Interview by SUKEZANE Tomoki|Photographs by MAEDA Akira|Text by ANDO Sara

過去をリスペクトしながら勇気を持って変化する

祐真朋樹(以下、祐真) 東京へはよくいらしているんですか?

アラスディア・ウィリスさん(以下、アラスディア) そこまでの頻度ではないかもしれませんが、わりとよく来ているほうだと思います。年に1回ぐらいでしょうか。今回、妻のステラと家族全員で来ようと話していたのですが、叶わなかったので、次回はそうするつもりです。

祐真 今回はお一人なんですね。

アラスディア そうなんです。2、3週間ほど前にステラが単独で来ていました。東京は素晴らしい街ですね。

祐真 好きな店など、東京で必ず行く場所があれば教えてください。

アラスディア 私は日本庭園が大好きなんです。今回は、いろいろな庭園を見て回ることを楽しんでいます。お店に関しては、先日オープンしたばかりの渋谷スクランブルスクエアに行きました。

## 作業内容
(1) インタビューの内容について、次の問いに答えよ。
(a) アラスディア・ウィリスさんが東京を訪れる頻度はどのくらいか。
(b) 今回の来日の2、3週間ほど前に、単独で東京に来ていたのは誰か。
(c) 店に関して、先日行った場所はどこか。
(2) インタビューのうち、「Interview by SUKEZANE」から「来ていました。東京は素晴らしい街ですね。」までの部分を、一字一句変えずに引用してください。
(3) アラスディア・ウィリスさんへのインタビューを、最後の発言の後から書き継げ。

## データセットのエントリ
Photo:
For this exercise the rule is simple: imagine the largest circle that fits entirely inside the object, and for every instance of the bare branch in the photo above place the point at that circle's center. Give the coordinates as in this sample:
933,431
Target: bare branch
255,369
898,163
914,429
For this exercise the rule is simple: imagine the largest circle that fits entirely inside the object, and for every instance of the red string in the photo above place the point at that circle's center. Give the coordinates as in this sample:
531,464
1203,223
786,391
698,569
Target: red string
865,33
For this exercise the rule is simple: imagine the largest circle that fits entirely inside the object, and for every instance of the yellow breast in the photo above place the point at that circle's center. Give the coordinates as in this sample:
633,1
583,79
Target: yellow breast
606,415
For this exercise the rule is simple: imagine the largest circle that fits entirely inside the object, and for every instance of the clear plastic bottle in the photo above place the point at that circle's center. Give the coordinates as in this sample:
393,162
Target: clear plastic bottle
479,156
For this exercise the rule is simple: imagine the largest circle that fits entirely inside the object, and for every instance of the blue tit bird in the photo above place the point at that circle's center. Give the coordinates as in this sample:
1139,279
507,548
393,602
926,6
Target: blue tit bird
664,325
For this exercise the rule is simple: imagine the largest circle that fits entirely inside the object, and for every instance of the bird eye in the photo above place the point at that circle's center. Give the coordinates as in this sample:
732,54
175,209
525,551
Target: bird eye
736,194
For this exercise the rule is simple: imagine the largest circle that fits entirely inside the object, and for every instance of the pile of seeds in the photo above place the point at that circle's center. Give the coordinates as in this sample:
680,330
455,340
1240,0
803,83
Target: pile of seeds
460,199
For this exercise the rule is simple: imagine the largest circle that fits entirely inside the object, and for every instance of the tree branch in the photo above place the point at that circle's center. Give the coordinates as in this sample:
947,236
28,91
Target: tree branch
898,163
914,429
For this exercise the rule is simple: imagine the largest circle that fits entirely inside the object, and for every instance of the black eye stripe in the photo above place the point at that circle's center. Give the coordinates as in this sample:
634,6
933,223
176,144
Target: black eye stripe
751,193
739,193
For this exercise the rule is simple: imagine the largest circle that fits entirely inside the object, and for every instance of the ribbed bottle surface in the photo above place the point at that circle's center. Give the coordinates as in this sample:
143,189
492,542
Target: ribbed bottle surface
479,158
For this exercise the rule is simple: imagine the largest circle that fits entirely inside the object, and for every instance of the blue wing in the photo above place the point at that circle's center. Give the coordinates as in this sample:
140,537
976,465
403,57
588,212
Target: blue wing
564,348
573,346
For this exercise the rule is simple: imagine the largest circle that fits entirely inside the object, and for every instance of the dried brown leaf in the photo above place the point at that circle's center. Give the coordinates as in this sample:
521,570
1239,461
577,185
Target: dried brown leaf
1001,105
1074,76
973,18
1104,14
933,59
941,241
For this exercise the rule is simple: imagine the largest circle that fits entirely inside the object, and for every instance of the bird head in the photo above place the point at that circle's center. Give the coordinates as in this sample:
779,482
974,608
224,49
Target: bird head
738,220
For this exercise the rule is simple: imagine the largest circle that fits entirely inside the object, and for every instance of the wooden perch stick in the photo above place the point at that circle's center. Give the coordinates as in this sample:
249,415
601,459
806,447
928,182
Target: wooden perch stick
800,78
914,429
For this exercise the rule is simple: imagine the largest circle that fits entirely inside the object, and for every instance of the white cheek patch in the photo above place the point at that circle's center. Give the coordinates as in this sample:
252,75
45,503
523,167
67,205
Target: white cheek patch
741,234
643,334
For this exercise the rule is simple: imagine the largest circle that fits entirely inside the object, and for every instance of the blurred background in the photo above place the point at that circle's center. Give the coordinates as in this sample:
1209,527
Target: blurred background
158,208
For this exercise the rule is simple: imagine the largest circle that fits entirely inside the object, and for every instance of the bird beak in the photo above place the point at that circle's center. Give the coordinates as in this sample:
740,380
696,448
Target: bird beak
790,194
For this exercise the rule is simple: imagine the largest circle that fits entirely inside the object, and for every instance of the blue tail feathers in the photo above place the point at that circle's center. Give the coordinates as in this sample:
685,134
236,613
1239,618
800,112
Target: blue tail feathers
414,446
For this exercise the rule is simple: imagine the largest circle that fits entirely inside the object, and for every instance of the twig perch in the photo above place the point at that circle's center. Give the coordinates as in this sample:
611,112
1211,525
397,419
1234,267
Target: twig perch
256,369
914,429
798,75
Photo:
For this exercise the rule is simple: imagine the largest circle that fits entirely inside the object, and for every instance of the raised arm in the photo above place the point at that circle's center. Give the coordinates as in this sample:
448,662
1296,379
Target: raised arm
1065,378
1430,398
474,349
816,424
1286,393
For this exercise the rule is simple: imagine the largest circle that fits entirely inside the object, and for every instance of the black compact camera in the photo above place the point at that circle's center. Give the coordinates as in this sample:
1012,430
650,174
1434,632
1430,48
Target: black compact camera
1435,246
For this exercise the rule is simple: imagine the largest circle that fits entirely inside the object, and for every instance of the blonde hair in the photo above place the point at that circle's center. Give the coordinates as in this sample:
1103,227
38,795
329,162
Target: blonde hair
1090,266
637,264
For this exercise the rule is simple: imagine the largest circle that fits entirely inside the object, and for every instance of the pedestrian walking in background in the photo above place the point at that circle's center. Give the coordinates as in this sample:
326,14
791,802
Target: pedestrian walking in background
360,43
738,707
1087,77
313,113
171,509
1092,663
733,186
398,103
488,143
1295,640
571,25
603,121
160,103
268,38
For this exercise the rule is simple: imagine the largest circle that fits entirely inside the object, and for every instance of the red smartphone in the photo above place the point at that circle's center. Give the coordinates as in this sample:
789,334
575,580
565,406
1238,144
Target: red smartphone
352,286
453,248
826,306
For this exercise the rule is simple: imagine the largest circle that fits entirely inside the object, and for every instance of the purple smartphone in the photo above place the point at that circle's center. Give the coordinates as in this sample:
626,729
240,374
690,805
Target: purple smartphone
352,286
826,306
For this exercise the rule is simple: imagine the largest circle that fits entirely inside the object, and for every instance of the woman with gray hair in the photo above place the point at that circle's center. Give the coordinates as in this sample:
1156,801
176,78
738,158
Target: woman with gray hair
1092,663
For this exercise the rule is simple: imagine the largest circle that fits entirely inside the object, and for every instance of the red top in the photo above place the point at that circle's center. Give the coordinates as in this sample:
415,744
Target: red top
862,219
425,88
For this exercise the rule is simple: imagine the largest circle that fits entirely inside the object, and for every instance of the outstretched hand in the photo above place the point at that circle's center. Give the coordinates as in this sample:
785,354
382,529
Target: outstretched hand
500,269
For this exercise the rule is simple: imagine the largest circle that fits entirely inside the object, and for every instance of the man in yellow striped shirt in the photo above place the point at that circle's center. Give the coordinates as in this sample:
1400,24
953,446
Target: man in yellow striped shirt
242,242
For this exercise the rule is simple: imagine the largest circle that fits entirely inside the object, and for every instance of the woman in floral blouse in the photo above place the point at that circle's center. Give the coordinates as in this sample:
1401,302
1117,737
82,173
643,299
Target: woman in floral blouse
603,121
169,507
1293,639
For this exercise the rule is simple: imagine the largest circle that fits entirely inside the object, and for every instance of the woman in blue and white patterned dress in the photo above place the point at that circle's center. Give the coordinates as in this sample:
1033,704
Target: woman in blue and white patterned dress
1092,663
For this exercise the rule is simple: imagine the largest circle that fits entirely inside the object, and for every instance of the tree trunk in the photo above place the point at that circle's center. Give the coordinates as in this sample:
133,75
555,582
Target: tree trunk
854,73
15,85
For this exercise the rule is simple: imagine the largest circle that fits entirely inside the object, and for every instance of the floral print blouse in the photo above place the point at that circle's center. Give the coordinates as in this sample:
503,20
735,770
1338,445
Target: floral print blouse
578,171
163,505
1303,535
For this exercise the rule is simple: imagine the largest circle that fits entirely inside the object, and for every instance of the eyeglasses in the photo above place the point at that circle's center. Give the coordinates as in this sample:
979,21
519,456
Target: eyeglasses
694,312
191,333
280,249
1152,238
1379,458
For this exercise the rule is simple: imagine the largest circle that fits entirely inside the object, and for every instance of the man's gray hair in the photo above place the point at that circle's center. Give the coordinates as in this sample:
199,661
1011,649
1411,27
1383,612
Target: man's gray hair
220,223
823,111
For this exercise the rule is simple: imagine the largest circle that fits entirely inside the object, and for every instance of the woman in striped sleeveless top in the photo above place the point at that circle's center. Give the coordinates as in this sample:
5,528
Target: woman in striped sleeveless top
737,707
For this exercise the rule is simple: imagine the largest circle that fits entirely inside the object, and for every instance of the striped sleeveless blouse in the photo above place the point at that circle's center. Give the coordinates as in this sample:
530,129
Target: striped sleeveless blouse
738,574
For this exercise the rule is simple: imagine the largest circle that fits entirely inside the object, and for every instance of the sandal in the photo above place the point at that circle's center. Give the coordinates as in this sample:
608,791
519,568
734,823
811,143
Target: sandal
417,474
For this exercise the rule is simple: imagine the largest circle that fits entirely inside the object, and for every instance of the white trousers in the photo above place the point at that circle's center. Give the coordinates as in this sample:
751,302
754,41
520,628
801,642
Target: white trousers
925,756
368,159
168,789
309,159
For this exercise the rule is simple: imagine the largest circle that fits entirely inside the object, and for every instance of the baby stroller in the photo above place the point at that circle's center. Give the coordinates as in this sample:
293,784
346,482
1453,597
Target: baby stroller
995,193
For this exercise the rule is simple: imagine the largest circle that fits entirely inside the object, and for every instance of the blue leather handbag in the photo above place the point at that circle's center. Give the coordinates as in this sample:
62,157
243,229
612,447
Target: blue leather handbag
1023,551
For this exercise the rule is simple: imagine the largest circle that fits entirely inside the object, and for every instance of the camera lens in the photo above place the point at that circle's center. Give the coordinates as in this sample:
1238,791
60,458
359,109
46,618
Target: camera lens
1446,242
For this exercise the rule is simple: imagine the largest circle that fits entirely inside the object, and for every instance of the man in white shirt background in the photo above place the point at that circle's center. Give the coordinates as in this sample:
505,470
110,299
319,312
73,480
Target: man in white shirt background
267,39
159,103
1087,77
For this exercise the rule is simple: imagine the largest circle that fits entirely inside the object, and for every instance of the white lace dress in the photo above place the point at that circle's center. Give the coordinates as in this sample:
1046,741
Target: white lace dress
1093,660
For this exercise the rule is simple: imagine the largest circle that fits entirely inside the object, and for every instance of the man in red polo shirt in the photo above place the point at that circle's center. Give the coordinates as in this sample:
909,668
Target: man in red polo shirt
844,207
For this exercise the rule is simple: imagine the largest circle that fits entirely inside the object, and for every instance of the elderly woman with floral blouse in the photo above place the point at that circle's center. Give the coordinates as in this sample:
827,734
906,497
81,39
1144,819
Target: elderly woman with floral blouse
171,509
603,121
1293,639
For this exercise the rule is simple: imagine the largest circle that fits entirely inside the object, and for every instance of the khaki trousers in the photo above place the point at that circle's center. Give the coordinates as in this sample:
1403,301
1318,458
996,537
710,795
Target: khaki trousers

## 解答
(1)
(a) 年に1回ぐらい
(b) 妻のステラ
(c) 先日オープンしたばかりの渋谷スクランブルスクエア

(2)
Interview by SUKEZANE Tomoki|Photographs by MAEDA Akira|Text by ANDO Sara

過去をリスペクトしながら勇気を持って変化する

祐真朋樹(以下、祐真) 東京へはよくいらしているんですか?

アラスディア・ウィリスさん(以下、アラスディア) そこまでの頻度ではないかもしれませんが、わりとよく来ているほうだと思います。年に1回ぐらいでしょうか。今回、妻のステラと家族全員で来ようと話していたのですが、叶わなかったので、次回はそうするつもりです。

祐真 今回はお一人なんですね。

アラスディア そうなんです。2、3週間ほど前にステラが単独で来ていました。東京は素晴らしい街ですね。

(3)
祐真 フューチャリスティックですよね。

アラスディア 新しいコンセプトのお店がたくさん入っていて、とても興味深かったです。たくさん人がいて、賑わっていました。活気があるのはいいことですね。
祐真 あの辺りは夜になると映画の『ブレードランナー』のような光景になります。

アラスディア その通りですね。交通量も多いですし。スクランブルスクエアの屋上から街を見下ろしていたら、たくさんのビルが建設途中でした。

祐真 渋谷はものすごい勢いで変化していますが、どうご覧になっていますか?

アラスディア そうですね、渋谷だけでなく東京には常に変化を感じますし、たくさんのインスピレーションを得ています。私にとって、東京は成長と変化が激しい街です。来年はオリンピックもありますし、エネルギーレベルも高まっているように感じます。

祐真 エキサイティングですよね。

アラスディア 2012年のロンドンオリンピックが開催される直前の時と同じような感覚を覚えますね。地域の再開発が熱心に進められましたし、みんなのエネルギーが高まっていくのを当時も感じました。でも東京の場合は、それ以前に変化が多い街だと思います。ロンドンよりも定期的に変わりつづける街だと思いますし、ロンドンはあまり変化を感じにくい街という印象を受けますね。たとえば、ノッティングヒルなんてずっと同じですよね。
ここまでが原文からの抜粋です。